◆ Records for processing:

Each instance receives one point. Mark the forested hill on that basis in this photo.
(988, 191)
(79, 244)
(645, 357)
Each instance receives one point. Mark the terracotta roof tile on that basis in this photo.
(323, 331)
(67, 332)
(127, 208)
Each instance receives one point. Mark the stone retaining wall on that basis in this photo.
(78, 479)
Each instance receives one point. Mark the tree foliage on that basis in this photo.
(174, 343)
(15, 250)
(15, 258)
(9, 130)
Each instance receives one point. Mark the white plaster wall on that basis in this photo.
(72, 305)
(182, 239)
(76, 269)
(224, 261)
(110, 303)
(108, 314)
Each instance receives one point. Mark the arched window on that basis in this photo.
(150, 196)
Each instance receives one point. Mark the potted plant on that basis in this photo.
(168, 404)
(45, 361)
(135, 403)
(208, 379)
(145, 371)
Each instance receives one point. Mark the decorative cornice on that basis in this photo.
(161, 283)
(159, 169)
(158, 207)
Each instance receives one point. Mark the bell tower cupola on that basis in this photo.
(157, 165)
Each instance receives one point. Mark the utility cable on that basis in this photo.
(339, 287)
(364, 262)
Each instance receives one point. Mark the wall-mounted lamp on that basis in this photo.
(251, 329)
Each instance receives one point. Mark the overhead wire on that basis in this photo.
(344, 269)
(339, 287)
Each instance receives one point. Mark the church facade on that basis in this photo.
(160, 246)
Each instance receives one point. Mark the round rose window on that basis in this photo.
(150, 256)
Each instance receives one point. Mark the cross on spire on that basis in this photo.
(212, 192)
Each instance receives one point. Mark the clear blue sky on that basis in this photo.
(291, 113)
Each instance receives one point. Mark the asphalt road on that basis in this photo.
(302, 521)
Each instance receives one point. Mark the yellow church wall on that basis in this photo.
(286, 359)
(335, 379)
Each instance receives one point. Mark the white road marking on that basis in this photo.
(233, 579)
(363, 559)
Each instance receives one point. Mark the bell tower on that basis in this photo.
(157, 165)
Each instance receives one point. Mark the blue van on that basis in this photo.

◆ Action item: Reply by returning the full set of records above exactly.

◆ Reply to the task:
Each instance receives one point. Mark the forested hill on that basis in this photo.
(988, 191)
(79, 244)
(645, 357)
Each instance receives one point. Mark the terracotta roof tile on that basis in this photo.
(323, 331)
(67, 332)
(127, 208)
Each instance receives one point. Mark the stone retaining wall on that basis in this photo.
(78, 479)
Each instance receives one point. Mark the tree foliage on that basis in this photo.
(174, 343)
(15, 250)
(15, 258)
(9, 130)
Each instance receives one point. Mark the white plaster wall on that basis in this photo.
(72, 305)
(182, 239)
(76, 269)
(224, 261)
(110, 303)
(108, 314)
Each instance receives one point. Mark the arched window on that basis in this photo.
(150, 196)
Each instance receives one point. Mark the potted plant on that basis in this photo.
(168, 404)
(45, 361)
(135, 403)
(208, 379)
(145, 371)
Each instance receives one point. Mark the decorative cornice on that basis in this photo.
(161, 283)
(159, 169)
(158, 207)
Each instance receives one point. Mark the bell tower cupola on that basis in this photo.
(157, 165)
Each instance receives one point. Mark the utility cable on that basis in this photo.
(339, 287)
(364, 262)
Each instance receives one point. Mark the wall-mounted lamp on that basis in this photo.
(251, 329)
Each instance receives one point. Mark the overhead wire on that basis in this photo.
(344, 269)
(339, 287)
Each instance receives one point. Mark the church facade on that basis in this photo.
(160, 246)
Each instance receives one point. Mark the round rose window on that basis in this photo.
(150, 256)
Each instance receives one point. Mark the cross on spire on that basis in this photo.
(212, 192)
Each instance receives one point. Mark the clear blue sky on that basis in this photo.
(291, 113)
Each instance receives one point. Mark the asphalt road on that basis in this photo.
(302, 521)
Each instance receives one point. Mark the yellow church wall on that basis in this photo.
(286, 359)
(335, 379)
Each instance receives one point. Mark the white road marking on that basis in this photo.
(233, 579)
(363, 559)
Each instance receives one point. Mark the bell tower on that basis in this photo.
(157, 165)
Each instance receives one point. Mark the blue van on that basis in this photo.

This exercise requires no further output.